La leadership possibile
Potrebbe sembrare una lotta impari, una battaglia persa in partenza, quella di Milano, costretta da sempre a confrontarsi, soprattutto nella moda, con Parigi e Londra in Europa e con New York, metropoli che molti considerano la vera capitale degli Stati Uniti e forse del mondo. Oggi dovrebbe essere chiaro a tutti che di lotta impari non si tratta affatto.
Milano in realtà ha sempre avuto le carte in regola per competere con le due più importanti capitali europee e con New York. Anzi, per batterle tutte e tre, in un’ideale competizione che va ben oltre le fashion week. Perché Milano è un mix unico: dai secoli più lontani ha ereditato arte e cultura, da quello più recente lo sviluppo industriale, del commercio e dei servizi, con una struttura manifatturiera fatta di piccole e medie imprese ma anche di grandi gruppi. Quando, per evidenti ragioni di spazio e di opportunità, i siti produttivi si sono spostati nei confinanti territori lombardi, hanno lasciato tracce di archeologia e cultura industriale. E i luoghi dismessi sono stati riconvertiti in spazi culturali o, forse non è un caso, in showroom di marchi della moda. Il grande merito di Expo, come ripete spesso il sindaco Beppe Sala, è stato quello di «rimettere Milano sulle mappe da cui era sparita». La città non ha mai smesso di produrre ed esportare cultura, ma anche tecnologia, meccanica e, naturalmente moda e prodotti tessili. È mancato forse il coraggio o l’orgoglio di parlare della propria eccellenza, sottolineando invece sempre i problemi, economici, sociali e politici, che pure ci sono stati. Cittadini e imprese hanno continuato a essere operosi, creativi, innovativi. Ma forse per un innato understatement è mancata la comunicazione, la percezione di questo patrimonio. E forse è mancata pure la buona amministrazione, in anni in cui la cultura del fare è stata soffocata da lotte politiche e visioni di breve periodo.
※ ※ ※
- [CONSEGNA 1] Secondo il brano su Milano, quale merito di Expo ripete spesso il sindaco Beppe Sala?
- [CONSEGNA 2] Prosegua il brano su Milano a partire dalla sua ultima frase.

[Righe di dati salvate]
※ ※ ※
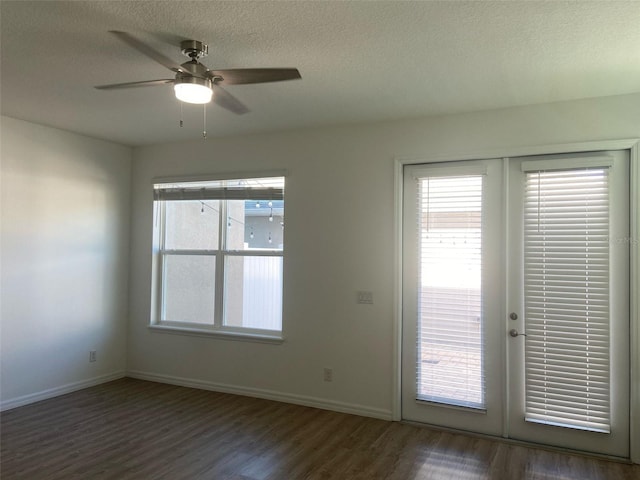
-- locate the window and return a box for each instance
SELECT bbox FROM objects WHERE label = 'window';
[416,175,485,408]
[152,177,284,337]
[524,168,610,433]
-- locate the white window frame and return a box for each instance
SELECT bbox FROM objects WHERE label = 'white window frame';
[149,171,287,343]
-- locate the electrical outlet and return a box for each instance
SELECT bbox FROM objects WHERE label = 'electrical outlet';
[356,291,373,305]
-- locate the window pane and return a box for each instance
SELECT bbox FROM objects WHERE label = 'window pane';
[162,255,216,324]
[227,200,284,250]
[224,256,282,330]
[524,169,611,432]
[164,200,220,250]
[417,176,484,408]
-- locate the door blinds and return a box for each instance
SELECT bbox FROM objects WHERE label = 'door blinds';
[416,175,485,409]
[524,167,610,432]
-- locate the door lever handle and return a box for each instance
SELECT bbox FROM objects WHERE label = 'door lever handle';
[509,328,527,337]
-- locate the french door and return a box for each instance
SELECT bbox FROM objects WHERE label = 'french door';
[402,151,629,457]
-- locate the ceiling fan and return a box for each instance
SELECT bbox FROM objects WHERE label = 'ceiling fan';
[95,30,302,115]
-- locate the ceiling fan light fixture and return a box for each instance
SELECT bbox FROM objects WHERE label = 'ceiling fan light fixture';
[173,77,213,104]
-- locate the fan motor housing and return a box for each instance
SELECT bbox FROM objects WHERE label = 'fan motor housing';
[180,40,209,58]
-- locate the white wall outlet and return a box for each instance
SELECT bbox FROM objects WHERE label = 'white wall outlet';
[356,291,373,305]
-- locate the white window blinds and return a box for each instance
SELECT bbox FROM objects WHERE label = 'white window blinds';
[416,175,485,409]
[524,167,610,432]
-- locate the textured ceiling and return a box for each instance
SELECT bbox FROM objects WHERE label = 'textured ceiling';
[0,0,640,145]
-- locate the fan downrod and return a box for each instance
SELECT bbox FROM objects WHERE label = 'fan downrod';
[180,40,209,60]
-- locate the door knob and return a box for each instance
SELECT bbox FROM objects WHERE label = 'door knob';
[509,328,527,337]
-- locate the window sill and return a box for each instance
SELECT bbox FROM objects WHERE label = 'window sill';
[149,324,284,344]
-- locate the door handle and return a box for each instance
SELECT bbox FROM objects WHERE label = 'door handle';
[509,328,527,337]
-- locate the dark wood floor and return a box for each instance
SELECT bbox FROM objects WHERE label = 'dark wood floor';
[0,378,640,480]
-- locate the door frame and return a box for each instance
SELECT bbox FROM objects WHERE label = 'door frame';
[391,138,640,464]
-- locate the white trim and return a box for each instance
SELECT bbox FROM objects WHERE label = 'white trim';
[127,370,392,420]
[412,164,487,180]
[392,138,640,464]
[395,138,640,167]
[629,140,640,464]
[147,322,284,344]
[0,371,126,411]
[151,169,289,185]
[520,155,613,172]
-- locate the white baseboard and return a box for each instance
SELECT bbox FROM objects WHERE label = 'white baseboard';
[127,370,392,420]
[0,371,126,411]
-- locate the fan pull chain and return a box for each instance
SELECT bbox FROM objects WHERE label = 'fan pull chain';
[202,103,207,140]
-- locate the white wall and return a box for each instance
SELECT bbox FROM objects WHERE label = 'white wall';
[128,94,640,418]
[0,117,131,408]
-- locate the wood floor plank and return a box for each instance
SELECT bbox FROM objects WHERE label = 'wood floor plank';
[0,378,640,480]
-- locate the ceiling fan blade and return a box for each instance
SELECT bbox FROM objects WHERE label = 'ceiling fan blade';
[93,78,174,90]
[109,30,186,73]
[213,84,249,115]
[208,68,302,85]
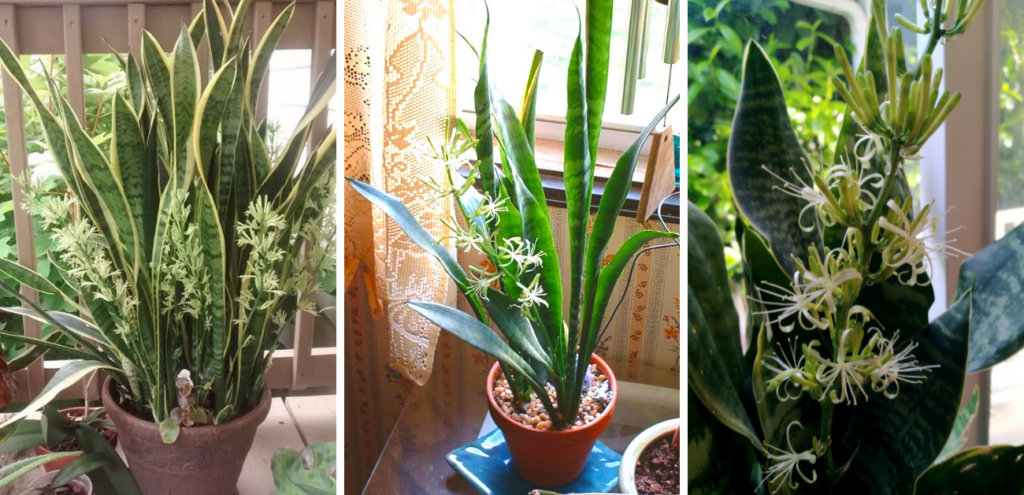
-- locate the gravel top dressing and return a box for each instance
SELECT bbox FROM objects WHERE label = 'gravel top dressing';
[495,365,612,429]
[635,436,679,495]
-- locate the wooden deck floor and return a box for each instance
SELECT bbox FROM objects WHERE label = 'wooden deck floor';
[0,396,338,495]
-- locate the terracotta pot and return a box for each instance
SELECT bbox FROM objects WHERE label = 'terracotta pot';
[36,406,118,472]
[102,378,270,495]
[618,418,679,495]
[486,355,618,487]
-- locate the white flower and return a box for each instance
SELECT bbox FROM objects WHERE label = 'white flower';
[515,274,548,311]
[469,265,502,298]
[794,248,863,314]
[761,162,838,232]
[759,421,818,489]
[807,329,871,406]
[441,218,485,253]
[473,197,508,220]
[752,278,828,340]
[761,339,804,402]
[871,331,939,399]
[498,237,544,275]
[879,200,970,286]
[824,157,886,208]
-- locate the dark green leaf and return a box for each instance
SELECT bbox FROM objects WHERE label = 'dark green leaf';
[728,41,821,274]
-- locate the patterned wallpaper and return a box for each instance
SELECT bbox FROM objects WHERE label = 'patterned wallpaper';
[344,204,680,493]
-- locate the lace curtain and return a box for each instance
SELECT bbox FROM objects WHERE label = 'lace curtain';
[345,0,456,384]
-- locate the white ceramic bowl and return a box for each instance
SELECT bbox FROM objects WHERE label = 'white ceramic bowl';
[24,471,92,494]
[618,418,680,495]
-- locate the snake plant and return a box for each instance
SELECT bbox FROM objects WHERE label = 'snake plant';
[0,0,336,443]
[686,0,1024,495]
[349,0,678,429]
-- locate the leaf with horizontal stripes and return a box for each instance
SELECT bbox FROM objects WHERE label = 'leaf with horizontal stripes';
[955,221,1024,373]
[203,0,227,71]
[727,41,822,274]
[836,293,973,495]
[171,25,200,188]
[246,2,295,108]
[565,26,589,401]
[111,94,145,248]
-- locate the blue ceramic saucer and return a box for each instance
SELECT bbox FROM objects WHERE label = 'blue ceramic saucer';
[445,428,623,495]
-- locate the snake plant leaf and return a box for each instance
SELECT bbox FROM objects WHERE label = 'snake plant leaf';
[258,54,338,200]
[194,185,228,393]
[565,26,589,389]
[686,202,754,411]
[836,292,973,495]
[203,0,227,71]
[483,289,561,378]
[246,1,295,108]
[727,41,822,274]
[0,331,94,366]
[0,360,117,430]
[955,221,1024,373]
[585,0,613,168]
[0,306,110,345]
[408,301,539,383]
[142,31,174,147]
[913,445,1024,495]
[214,64,245,221]
[470,12,498,199]
[124,52,145,115]
[686,389,757,495]
[0,452,82,488]
[519,50,544,150]
[224,0,253,58]
[54,88,142,275]
[512,162,566,362]
[492,96,548,219]
[686,288,765,453]
[586,231,675,348]
[191,58,238,184]
[111,94,145,245]
[935,385,980,464]
[51,452,106,487]
[171,25,200,187]
[75,416,142,495]
[348,178,483,315]
[0,258,74,301]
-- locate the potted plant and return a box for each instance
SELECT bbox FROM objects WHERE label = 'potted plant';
[0,405,118,471]
[0,0,336,495]
[686,0,1024,495]
[349,2,678,486]
[618,418,680,495]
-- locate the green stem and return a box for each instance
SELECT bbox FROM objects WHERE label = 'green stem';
[819,396,836,493]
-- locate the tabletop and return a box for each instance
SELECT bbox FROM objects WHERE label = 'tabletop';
[362,356,680,495]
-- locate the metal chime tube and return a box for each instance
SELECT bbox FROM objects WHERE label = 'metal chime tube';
[637,0,653,79]
[664,0,683,65]
[621,0,649,115]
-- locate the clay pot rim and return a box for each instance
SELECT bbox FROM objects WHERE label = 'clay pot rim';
[101,376,272,443]
[486,354,618,436]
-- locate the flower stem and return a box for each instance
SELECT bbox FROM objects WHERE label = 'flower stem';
[819,396,836,487]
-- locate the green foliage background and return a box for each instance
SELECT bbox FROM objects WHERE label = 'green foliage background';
[686,0,853,281]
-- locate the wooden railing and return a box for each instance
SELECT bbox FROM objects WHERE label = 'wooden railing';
[0,0,337,400]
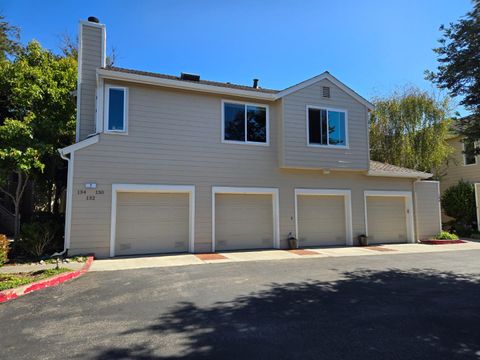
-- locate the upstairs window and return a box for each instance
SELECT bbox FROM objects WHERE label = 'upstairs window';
[222,102,268,145]
[307,107,347,147]
[105,86,128,133]
[463,141,477,165]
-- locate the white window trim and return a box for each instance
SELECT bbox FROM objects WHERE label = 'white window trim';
[220,99,270,146]
[110,184,195,257]
[103,85,128,135]
[295,189,353,247]
[305,105,350,149]
[212,186,280,252]
[462,142,478,166]
[363,190,415,243]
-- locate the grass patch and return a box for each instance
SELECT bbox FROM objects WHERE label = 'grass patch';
[0,268,72,291]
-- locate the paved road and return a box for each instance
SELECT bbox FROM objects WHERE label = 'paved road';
[0,250,480,360]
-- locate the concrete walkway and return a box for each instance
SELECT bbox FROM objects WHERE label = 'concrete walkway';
[90,242,480,271]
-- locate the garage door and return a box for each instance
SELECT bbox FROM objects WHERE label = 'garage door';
[367,196,408,243]
[115,192,189,255]
[297,195,347,247]
[215,194,273,250]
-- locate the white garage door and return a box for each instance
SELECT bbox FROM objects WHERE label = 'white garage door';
[215,194,273,250]
[367,196,408,244]
[115,192,189,255]
[297,195,347,247]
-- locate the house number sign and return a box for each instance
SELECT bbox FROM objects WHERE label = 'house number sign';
[77,189,105,200]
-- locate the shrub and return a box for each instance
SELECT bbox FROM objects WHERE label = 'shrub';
[0,234,10,266]
[18,222,58,259]
[441,180,477,227]
[435,231,458,240]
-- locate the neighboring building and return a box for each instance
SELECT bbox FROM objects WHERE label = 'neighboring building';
[440,136,480,193]
[60,21,440,257]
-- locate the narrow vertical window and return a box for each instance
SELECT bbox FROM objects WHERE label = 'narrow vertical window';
[307,107,347,146]
[463,141,477,165]
[107,87,127,132]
※ ※ ※
- [RISULTATO 1] Quello di «rimettere Milano sulle mappe da cui era sparita».

- [RISULTATO 2]
La moda ha ora l’onere – e l’onore – di essere il modello più lampante del “sistema Milano”. Che può essere la vetrina ideale di tutto ciò che di unico esprime l’intera Italia, non la sola Milano, non la sola Lombardia. In nessun altro Paese convivono eccellenze nei campi più disparati: abbiamo singole aziende leader nei rispettivi settori (basti pensare a Luxottica, numero uno al mondo nell’occhialeria di alta gamma) o distretti industriali fatti di aziende che, quasi nell’ombra, hanno colonizzato il mondo (quello del gelato in Emilia Romagna è uno dei casi meno conosciuti). Poi ci sono le leadership di nicchia nella meccanica, nel biomedicale, nella tecnologia. Per non parlare delle filiere dell’arredodesign, dell’agroalimentare e, naturalmente, del tessilemoda. Quello che è mancato è la capacità di guardare oltre il proprio particulare, come diceva Gucciardini. È il momento di avere un sano “orgoglio della ragione”: le rivalità interne forse ci hanno temprato. Adesso siamo finalmente maturi per fare sistema. Prendendo esempio da Milano.